Exercise task A: Print the section of the supplied text starting with "Since the shooting" and going on through "men and women.", reproducing it verbatim.

Supplied text:
==================================================

The Olympics are supposed to be a moment of world peace and unity, but they’re also an occasion for rather intense nationalist competition. The athletes who represent their countries are faced with the pressure of both winning for them and representing them admirably, a burden that many of them, extremely young and sequestered from normal life for much of their training periods, may not have been particularly well-prepared to do. Ideally free speech and anti-racism would both be Olympic values, but Papachristou’s case illustrates the difficulties of reconciling them when they come into conflict. I’m excited to root for Team USA this summer, and to watch me some truly bonkers Olympics Opening Ceremonies performances. But all of these other questions are critically important not just for a couple of weeks every other year. We could stand to consider Olympic and national values a little more closely.

When Culture Fails Us, and We Fail Culture

Since the shooting at a midnight screening of The Dark Knight Rises in Aurora, Colorado, I’ve been thinking a lot about a seeming contradiction at the heart of what I write about. I don’t believe that video games and violent movies somehow program people to go out to commit terrible crimes, but I do think that mass culture contributes to our sense of what is normal, whether it’s something as depictions of hecklers almost every time we see a stand-up comedy set in movies or television or as significant as routinized uses of force by the police without moral condemnation and the setting of absurd standards for average bodies for both men and women.

One of the things that’s fascinating about the setting of those norms is that they can be accidental. My friends who are video game designers have discussed about the challenges of building characters who have bigger bodies without making them bigger in every way, such that they’d have to be abnormally tall in order to look heavier. Hero Complex talked to video game designer Chris Hecker about violence in video games, which he suggested is more a function of what designers feel confident doing than an inherent demand for violent gaming:

For me, the thing that’s different about games right now is that we tend to rely on violence as the main part of the meal, rather than as spice. This is mostly a historical artifact of our current point in time, because as game designers we know how to do interactive violence, but we don’t yet know how to do interactive versions of all the other emotions in the palette that the other more mature forms have available to them. I think this will change over time, as game designers learn how to use interactivity more effectively.

==================================================

Data for processing:
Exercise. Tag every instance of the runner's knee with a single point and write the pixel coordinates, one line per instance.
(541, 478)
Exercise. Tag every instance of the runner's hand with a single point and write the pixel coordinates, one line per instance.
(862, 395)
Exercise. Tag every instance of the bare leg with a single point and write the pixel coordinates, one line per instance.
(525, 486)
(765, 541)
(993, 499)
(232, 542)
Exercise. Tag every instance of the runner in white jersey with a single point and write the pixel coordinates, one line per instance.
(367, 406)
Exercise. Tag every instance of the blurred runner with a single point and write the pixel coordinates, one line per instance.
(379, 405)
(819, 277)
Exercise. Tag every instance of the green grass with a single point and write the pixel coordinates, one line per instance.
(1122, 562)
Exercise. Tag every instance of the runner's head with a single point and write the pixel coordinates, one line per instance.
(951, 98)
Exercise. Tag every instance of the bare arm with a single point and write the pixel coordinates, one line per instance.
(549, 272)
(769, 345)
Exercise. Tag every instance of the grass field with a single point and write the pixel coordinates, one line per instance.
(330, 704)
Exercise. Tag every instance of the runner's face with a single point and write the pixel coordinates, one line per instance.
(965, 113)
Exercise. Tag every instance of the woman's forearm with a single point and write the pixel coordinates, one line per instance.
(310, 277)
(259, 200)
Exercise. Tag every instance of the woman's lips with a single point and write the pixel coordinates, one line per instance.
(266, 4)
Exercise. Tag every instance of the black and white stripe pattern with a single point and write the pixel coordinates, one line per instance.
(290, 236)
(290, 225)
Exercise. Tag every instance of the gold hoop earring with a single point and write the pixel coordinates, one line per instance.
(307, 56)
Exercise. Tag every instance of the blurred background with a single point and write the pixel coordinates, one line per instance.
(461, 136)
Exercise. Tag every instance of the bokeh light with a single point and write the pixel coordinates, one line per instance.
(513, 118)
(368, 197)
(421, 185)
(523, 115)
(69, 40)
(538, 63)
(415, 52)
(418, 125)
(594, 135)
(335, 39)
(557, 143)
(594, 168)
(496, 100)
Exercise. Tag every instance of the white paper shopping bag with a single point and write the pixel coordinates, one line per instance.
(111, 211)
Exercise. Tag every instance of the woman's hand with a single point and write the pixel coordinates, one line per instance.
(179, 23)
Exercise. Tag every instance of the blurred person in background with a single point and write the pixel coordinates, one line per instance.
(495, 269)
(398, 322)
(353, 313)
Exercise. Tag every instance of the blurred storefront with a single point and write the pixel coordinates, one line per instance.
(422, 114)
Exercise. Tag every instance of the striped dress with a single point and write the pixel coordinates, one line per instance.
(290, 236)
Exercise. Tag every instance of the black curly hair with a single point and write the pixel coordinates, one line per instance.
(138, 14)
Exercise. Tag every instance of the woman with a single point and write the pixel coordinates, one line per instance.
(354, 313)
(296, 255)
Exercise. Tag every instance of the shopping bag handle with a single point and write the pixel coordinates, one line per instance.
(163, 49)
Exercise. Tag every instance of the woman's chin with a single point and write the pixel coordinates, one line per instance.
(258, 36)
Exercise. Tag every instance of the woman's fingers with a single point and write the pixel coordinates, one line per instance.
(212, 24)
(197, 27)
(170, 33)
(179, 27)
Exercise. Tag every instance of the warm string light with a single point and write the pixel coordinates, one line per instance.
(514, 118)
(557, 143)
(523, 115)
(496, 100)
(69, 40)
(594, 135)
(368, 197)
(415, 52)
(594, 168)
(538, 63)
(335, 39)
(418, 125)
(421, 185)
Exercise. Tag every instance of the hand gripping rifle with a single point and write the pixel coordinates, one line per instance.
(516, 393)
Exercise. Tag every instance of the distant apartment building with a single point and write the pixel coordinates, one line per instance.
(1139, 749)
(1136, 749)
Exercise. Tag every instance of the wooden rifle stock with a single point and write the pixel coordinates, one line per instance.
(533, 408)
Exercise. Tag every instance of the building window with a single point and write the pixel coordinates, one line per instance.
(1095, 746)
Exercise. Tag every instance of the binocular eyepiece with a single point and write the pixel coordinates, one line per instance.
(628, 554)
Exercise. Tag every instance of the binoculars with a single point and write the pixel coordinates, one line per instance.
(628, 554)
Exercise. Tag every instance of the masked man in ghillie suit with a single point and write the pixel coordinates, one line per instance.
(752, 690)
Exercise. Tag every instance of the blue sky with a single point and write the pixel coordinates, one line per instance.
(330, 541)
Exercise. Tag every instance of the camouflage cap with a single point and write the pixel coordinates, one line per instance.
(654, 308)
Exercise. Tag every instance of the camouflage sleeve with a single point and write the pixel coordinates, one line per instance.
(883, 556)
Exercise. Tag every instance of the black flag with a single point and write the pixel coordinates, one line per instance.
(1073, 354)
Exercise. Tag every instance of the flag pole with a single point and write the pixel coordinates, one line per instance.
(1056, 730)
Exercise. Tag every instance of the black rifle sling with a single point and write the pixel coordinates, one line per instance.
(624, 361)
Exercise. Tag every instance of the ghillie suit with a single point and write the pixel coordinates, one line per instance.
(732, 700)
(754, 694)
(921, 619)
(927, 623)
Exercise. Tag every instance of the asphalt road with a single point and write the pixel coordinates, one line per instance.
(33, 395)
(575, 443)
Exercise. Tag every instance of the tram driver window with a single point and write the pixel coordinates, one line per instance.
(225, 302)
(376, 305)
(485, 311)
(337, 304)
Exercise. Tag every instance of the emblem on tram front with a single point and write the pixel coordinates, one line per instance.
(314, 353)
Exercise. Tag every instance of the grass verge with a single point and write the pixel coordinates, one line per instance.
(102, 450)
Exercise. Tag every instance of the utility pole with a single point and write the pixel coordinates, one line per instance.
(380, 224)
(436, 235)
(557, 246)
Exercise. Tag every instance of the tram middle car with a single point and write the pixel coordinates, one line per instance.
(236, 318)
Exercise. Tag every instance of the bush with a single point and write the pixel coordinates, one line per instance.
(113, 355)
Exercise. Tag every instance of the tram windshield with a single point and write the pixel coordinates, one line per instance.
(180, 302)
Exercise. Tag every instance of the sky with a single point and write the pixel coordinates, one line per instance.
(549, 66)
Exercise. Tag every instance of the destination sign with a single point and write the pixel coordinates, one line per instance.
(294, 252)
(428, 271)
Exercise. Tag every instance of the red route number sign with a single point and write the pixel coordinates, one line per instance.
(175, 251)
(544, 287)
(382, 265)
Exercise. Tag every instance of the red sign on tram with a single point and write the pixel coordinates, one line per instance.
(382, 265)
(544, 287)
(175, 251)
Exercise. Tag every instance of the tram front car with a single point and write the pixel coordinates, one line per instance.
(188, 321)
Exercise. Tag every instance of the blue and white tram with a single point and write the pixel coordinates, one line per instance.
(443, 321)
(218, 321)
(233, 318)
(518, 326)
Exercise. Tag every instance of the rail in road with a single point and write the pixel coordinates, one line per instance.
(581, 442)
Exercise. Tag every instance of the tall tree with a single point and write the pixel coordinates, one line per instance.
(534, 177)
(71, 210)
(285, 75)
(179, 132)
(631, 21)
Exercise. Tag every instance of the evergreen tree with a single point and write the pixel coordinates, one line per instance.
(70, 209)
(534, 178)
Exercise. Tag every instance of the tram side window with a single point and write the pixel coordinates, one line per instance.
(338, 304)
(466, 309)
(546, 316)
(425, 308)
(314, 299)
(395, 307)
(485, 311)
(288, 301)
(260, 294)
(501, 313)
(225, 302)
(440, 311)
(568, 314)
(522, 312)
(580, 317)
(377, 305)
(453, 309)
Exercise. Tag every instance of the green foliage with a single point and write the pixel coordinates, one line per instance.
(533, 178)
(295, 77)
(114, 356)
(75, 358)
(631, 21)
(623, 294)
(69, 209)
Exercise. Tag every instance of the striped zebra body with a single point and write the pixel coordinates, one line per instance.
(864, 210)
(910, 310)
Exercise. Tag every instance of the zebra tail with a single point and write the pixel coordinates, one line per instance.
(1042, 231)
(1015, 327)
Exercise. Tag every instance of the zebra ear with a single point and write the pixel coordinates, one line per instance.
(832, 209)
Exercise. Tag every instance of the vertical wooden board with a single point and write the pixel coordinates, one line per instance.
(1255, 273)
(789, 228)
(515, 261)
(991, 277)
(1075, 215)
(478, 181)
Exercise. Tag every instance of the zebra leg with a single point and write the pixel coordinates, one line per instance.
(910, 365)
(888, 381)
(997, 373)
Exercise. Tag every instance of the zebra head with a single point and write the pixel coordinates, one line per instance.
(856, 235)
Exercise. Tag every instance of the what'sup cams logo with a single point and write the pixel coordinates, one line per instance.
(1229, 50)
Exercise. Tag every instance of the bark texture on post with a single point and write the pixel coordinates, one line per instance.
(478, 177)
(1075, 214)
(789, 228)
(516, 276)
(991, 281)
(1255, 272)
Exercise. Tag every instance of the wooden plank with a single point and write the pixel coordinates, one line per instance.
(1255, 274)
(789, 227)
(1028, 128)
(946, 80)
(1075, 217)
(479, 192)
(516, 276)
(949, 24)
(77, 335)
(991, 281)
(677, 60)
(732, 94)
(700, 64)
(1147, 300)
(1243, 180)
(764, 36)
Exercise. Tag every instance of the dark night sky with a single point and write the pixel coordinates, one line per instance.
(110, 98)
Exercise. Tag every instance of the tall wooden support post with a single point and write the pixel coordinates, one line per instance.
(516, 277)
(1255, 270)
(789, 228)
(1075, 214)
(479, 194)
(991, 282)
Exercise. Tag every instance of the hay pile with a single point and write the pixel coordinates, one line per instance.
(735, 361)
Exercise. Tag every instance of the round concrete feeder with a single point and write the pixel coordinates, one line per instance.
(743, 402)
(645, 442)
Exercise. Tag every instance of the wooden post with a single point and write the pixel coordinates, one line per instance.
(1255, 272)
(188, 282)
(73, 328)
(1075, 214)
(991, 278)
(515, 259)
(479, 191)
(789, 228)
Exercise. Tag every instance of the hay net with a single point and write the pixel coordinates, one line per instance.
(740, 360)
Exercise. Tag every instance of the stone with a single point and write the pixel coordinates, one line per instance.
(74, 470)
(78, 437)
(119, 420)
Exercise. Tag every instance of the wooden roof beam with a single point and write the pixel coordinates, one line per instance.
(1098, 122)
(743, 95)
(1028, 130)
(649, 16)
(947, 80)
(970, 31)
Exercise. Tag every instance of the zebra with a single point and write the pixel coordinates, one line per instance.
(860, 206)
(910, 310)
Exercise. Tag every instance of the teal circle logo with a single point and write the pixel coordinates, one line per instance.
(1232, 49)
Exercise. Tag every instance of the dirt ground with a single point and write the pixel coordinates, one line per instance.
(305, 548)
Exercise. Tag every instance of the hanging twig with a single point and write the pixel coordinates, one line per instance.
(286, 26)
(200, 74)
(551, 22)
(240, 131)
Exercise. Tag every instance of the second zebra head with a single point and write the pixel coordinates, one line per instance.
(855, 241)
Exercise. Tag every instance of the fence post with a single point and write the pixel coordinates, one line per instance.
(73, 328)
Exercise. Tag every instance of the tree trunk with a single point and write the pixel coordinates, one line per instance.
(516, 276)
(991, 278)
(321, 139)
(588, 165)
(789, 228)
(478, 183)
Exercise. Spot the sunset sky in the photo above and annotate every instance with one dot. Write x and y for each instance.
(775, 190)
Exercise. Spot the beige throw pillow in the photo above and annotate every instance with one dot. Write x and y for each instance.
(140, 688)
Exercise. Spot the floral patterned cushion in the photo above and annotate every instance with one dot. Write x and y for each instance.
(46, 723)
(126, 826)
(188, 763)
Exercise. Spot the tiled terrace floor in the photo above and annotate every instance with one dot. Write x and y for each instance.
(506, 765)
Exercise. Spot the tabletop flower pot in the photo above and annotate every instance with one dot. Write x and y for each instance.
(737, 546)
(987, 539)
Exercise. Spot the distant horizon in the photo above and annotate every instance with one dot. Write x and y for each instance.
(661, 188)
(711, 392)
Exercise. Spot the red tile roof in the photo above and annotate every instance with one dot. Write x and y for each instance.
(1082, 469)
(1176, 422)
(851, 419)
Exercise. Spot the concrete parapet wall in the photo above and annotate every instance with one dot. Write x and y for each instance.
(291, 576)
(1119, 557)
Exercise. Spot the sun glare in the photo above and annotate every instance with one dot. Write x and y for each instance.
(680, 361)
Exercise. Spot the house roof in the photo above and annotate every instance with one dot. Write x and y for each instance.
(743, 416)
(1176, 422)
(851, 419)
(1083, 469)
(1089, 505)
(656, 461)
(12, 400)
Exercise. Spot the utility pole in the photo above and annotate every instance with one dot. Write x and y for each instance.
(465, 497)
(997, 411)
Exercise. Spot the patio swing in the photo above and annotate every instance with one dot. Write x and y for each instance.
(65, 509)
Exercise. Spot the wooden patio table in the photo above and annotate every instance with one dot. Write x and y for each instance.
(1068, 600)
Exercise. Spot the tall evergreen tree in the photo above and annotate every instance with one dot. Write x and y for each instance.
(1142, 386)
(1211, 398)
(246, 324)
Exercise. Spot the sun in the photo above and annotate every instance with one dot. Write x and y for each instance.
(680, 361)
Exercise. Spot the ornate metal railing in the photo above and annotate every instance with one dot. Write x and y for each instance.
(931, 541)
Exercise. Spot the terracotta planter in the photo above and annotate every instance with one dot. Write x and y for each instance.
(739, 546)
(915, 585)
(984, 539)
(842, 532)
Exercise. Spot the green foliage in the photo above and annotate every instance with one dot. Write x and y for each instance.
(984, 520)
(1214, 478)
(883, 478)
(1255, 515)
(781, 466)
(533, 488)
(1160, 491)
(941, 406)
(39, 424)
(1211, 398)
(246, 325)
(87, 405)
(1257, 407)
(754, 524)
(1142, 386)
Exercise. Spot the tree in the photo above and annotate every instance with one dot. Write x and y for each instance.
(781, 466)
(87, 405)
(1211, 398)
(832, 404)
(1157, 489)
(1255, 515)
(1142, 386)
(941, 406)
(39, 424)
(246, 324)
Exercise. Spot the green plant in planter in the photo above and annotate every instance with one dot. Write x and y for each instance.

==================================================

Exercise task B: Report every line of the entries above that contains the string "utility".

Complete response A:
Since the shooting at a midnight screening of The Dark Knight Rises in Aurora, Colorado, I’ve been thinking a lot about a seeming contradiction at the heart of what I write about. I don’t believe that video games and violent movies somehow program people to go out to commit terrible crimes, but I do think that mass culture contributes to our sense of what is normal, whether it’s something as depictions of hecklers almost every time we see a stand-up comedy set in movies or television or as significant as routinized uses of force by the police without moral condemnation and the setting of absurd standards for average bodies for both men and women.

Complete response B:
Exercise. Tag every instance of the utility pole with a single point and write the pixel coordinates, one line per instance.
Exercise. Spot the utility pole in the photo above and annotate every instance with one dot. Write x and y for each instance.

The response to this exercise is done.